--- Raw data ---
* Start *
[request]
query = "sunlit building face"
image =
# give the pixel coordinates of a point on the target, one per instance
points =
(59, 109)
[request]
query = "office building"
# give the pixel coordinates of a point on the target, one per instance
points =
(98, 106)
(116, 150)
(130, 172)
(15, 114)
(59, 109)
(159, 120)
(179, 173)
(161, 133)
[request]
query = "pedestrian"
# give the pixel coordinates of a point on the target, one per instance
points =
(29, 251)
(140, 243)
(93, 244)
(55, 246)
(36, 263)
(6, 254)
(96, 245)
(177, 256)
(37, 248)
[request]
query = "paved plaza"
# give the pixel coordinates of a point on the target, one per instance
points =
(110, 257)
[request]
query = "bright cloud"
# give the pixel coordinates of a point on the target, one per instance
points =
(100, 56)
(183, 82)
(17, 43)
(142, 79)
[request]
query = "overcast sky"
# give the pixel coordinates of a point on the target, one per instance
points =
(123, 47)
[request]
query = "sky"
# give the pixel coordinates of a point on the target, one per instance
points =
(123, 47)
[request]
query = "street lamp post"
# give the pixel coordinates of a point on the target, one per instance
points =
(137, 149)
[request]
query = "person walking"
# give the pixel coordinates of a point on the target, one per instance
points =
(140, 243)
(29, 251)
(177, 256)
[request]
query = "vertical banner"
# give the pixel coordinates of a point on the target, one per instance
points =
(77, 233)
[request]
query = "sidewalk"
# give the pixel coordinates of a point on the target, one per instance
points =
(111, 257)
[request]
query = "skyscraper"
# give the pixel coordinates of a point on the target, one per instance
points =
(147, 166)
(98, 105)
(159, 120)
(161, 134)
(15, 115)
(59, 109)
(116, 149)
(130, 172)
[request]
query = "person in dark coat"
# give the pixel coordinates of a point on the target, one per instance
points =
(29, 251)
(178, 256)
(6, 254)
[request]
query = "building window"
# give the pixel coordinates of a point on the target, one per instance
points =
* End *
--- Instruction ---
Each line of the material should be duplicated exactly, please.

--- Completed exercise ---
[request]
query = "sunlit building face"
image =
# give the pixel coordinates of a point on the target, one per instance
points =
(59, 109)
[request]
query = "office building"
# give the pixel coordinates of a point on the target, one per instance
points =
(98, 106)
(116, 150)
(130, 172)
(15, 114)
(59, 109)
(159, 120)
(179, 173)
(161, 133)
[request]
query = "pedestrian"
# give the pixel coordinates of a point on the target, one per instance
points =
(29, 251)
(140, 243)
(93, 244)
(55, 246)
(36, 263)
(6, 254)
(96, 245)
(177, 256)
(37, 248)
[request]
query = "paved plaza"
# give the pixel coordinates of a point on the target, one per instance
points =
(110, 257)
[request]
query = "bright cloud"
# give the pixel coordinates of a point on the target, one per instance
points =
(100, 56)
(183, 82)
(17, 43)
(142, 79)
[request]
query = "overcast sky"
# give the pixel coordinates of a point on the target, one per instance
points =
(123, 47)
[request]
query = "sky"
# give the pixel coordinates of a point on the target, one per instance
points =
(123, 47)
[request]
query = "street lamp post"
# give the pixel coordinates of a point on the target, one per instance
points =
(137, 149)
[request]
query = "person walking"
# give the pixel coordinates of a point on the target, one per instance
points =
(140, 243)
(29, 251)
(177, 256)
[request]
query = "vertical banner"
# give the pixel coordinates of a point on the target, one per instance
points =
(77, 233)
[request]
query = "sidewalk"
# give the pixel coordinates of a point on the target, one per instance
points =
(111, 257)
[request]
query = "skyscraper"
# give the pixel coordinates of a point on the target, one per instance
points =
(147, 166)
(98, 105)
(159, 120)
(161, 134)
(15, 115)
(59, 109)
(116, 149)
(130, 172)
[request]
query = "person in dark coat"
# give the pixel coordinates of a point on the target, one per instance
points =
(29, 251)
(178, 256)
(6, 254)
[request]
query = "building window"
# give the pixel coordinates of a point on the target, one per instance
points =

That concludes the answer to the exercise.